**EXERCISE PROMPT:**
An exact copy of the data is needed, one that excludes all pictures.

**PROVIDED RECORDS:**
***

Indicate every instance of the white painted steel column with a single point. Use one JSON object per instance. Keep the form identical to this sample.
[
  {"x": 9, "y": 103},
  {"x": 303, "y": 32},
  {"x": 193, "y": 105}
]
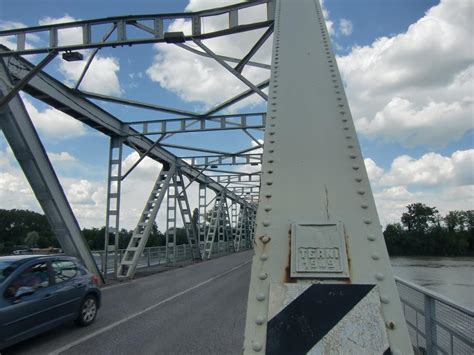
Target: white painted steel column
[{"x": 315, "y": 195}]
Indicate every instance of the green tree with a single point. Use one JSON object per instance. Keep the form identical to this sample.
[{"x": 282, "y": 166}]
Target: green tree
[
  {"x": 455, "y": 220},
  {"x": 419, "y": 217}
]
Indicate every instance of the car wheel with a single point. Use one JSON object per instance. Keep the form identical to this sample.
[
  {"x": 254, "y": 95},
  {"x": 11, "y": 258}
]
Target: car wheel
[{"x": 87, "y": 312}]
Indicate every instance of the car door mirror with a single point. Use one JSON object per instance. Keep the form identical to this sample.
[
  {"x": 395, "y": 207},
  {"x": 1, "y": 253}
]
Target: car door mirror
[{"x": 23, "y": 291}]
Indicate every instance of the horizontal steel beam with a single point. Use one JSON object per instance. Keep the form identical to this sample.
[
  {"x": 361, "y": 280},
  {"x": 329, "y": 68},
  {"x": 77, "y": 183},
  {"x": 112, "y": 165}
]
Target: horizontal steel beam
[
  {"x": 52, "y": 92},
  {"x": 212, "y": 123},
  {"x": 215, "y": 160},
  {"x": 245, "y": 190},
  {"x": 223, "y": 57},
  {"x": 133, "y": 29},
  {"x": 135, "y": 103},
  {"x": 237, "y": 178}
]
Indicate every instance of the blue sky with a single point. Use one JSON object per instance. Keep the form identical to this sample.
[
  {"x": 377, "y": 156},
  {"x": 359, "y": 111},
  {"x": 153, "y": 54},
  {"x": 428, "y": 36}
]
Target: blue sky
[{"x": 406, "y": 64}]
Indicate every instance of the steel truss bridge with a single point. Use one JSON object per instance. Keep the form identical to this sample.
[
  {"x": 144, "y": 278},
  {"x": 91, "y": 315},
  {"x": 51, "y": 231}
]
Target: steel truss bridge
[{"x": 302, "y": 199}]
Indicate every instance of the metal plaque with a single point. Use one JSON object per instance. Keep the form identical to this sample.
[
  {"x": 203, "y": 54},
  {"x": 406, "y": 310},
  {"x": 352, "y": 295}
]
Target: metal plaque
[{"x": 318, "y": 251}]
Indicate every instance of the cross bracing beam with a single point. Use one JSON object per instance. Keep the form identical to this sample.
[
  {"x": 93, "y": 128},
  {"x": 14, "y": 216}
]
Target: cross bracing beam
[
  {"x": 25, "y": 143},
  {"x": 237, "y": 178},
  {"x": 245, "y": 190},
  {"x": 135, "y": 103},
  {"x": 52, "y": 92},
  {"x": 242, "y": 78},
  {"x": 239, "y": 159},
  {"x": 223, "y": 57},
  {"x": 236, "y": 98},
  {"x": 210, "y": 123},
  {"x": 150, "y": 26}
]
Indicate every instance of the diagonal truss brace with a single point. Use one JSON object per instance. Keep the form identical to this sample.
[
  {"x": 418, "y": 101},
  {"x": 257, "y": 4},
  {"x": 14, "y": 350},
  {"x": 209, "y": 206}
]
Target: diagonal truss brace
[
  {"x": 142, "y": 231},
  {"x": 31, "y": 155},
  {"x": 232, "y": 70}
]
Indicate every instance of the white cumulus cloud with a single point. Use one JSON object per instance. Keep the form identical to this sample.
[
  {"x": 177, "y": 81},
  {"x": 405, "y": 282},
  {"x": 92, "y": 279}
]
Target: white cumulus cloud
[
  {"x": 54, "y": 123},
  {"x": 202, "y": 80},
  {"x": 416, "y": 87},
  {"x": 102, "y": 75},
  {"x": 345, "y": 27}
]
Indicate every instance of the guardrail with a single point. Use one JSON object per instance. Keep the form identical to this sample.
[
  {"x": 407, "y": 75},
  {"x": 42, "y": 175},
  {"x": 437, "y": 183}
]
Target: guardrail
[
  {"x": 154, "y": 256},
  {"x": 436, "y": 324}
]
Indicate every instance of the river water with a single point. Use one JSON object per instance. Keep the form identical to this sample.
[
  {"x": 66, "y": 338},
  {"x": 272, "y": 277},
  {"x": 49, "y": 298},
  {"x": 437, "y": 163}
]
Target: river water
[{"x": 449, "y": 277}]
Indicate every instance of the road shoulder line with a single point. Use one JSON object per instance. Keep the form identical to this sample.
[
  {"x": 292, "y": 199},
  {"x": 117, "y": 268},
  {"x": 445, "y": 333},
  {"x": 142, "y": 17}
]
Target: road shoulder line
[{"x": 145, "y": 310}]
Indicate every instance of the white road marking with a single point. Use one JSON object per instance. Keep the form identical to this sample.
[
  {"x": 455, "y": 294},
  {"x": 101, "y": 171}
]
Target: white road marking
[{"x": 134, "y": 315}]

***

**RESPONSE TO THE EXERCISE:**
Indicate every instance of the white painted steel column with a single point. Use one JSON object per instance. Keep the form identical to this sample.
[
  {"x": 9, "y": 103},
  {"x": 303, "y": 32},
  {"x": 193, "y": 105}
]
Target: white painted steel column
[{"x": 315, "y": 195}]
Indicate every instance of the green tree with a single point. Use one JSON object per instance. Keep the form identical to this sample.
[{"x": 282, "y": 166}]
Target: green tree
[
  {"x": 455, "y": 220},
  {"x": 419, "y": 217}
]
Indicate every instance of the car wheel with a single point. Use one JSON object per instance. Keep the form identical to this sample.
[
  {"x": 254, "y": 95},
  {"x": 11, "y": 258}
]
Target: car wheel
[{"x": 87, "y": 312}]
Indicate every instance of the car door mirror with a single point. Use one JSON object per instance. Keep the form identical to this sample.
[
  {"x": 395, "y": 207},
  {"x": 1, "y": 253}
]
Target: car door mirror
[{"x": 23, "y": 291}]
Indicate every instance of the horizontal steel beam with a single point. Use one JSON object per instance. Keep the form identical to this sample.
[
  {"x": 361, "y": 280},
  {"x": 329, "y": 68},
  {"x": 77, "y": 183},
  {"x": 112, "y": 165}
]
Target: horizontal steel beam
[
  {"x": 52, "y": 92},
  {"x": 212, "y": 123},
  {"x": 215, "y": 160},
  {"x": 245, "y": 190},
  {"x": 223, "y": 57},
  {"x": 133, "y": 29},
  {"x": 135, "y": 103},
  {"x": 237, "y": 178}
]
Indicate every instance of the blue sky with a single point. Use one JSON object per instance. Keep the form identical to this sample.
[
  {"x": 377, "y": 156},
  {"x": 359, "y": 111},
  {"x": 153, "y": 54},
  {"x": 428, "y": 36}
]
Target: blue sky
[{"x": 406, "y": 64}]
Indicate every instance of the steel truss bridge with a single point. Use one JSON object per instance. Keep the form identical to this sample.
[
  {"x": 144, "y": 278},
  {"x": 91, "y": 315},
  {"x": 51, "y": 231}
]
Target: steel truss bridge
[{"x": 302, "y": 199}]
Indicate every instance of the metal plaque with a single point. Use one JSON object per instance. Keep the form identical to this sample.
[
  {"x": 203, "y": 54},
  {"x": 406, "y": 310},
  {"x": 352, "y": 295}
]
Target: metal plaque
[{"x": 318, "y": 251}]
Indicate every instance of the cross bracing beam with a single point. Use one JSON object per instance. Keep the form identical to this sample.
[
  {"x": 93, "y": 128},
  {"x": 14, "y": 216}
]
Target: cross bracing beam
[
  {"x": 25, "y": 143},
  {"x": 237, "y": 178},
  {"x": 245, "y": 190},
  {"x": 135, "y": 103},
  {"x": 52, "y": 92},
  {"x": 242, "y": 78},
  {"x": 239, "y": 159},
  {"x": 223, "y": 57},
  {"x": 236, "y": 98},
  {"x": 210, "y": 123},
  {"x": 150, "y": 26}
]
Indicate every instance of the diagonal truss brace with a single point. Use one JSON object per instance. Keep the form identical to this sample.
[
  {"x": 418, "y": 101},
  {"x": 257, "y": 4},
  {"x": 14, "y": 350},
  {"x": 209, "y": 206}
]
Target: diagonal truss brace
[
  {"x": 142, "y": 231},
  {"x": 31, "y": 155},
  {"x": 232, "y": 70}
]
Indicate every instance of the white cumulus cloud with a single point. Use one JSON object per instance. Keep the form identical to this sample.
[
  {"x": 177, "y": 81},
  {"x": 405, "y": 282},
  {"x": 92, "y": 279}
]
Target: white cumulus cloud
[
  {"x": 54, "y": 123},
  {"x": 202, "y": 80},
  {"x": 416, "y": 87},
  {"x": 102, "y": 75},
  {"x": 345, "y": 27}
]
Indicate every instance of the guardrail with a single point. Use one JSON object per instance. Keep the form identical to this sample.
[
  {"x": 407, "y": 75},
  {"x": 42, "y": 175},
  {"x": 437, "y": 183}
]
Target: guardrail
[
  {"x": 154, "y": 256},
  {"x": 436, "y": 324}
]
Indicate every instance of the river water with a single point. Use one JSON object per instance. Keep the form identical to this sample.
[
  {"x": 66, "y": 338},
  {"x": 272, "y": 277},
  {"x": 49, "y": 298},
  {"x": 437, "y": 163}
]
Target: river water
[{"x": 449, "y": 277}]
Indicate every instance of the road shoulder line with a single point. Use one JSON object per instance. Keep the form identical to this sample.
[
  {"x": 292, "y": 199},
  {"x": 117, "y": 268},
  {"x": 445, "y": 333},
  {"x": 142, "y": 17}
]
Target: road shoulder line
[{"x": 145, "y": 310}]
Indicate every instance of the white road marking with a single point. Use one JSON object per instance. Keep the form identical to this sample.
[
  {"x": 455, "y": 294},
  {"x": 101, "y": 171}
]
Target: white road marking
[{"x": 134, "y": 315}]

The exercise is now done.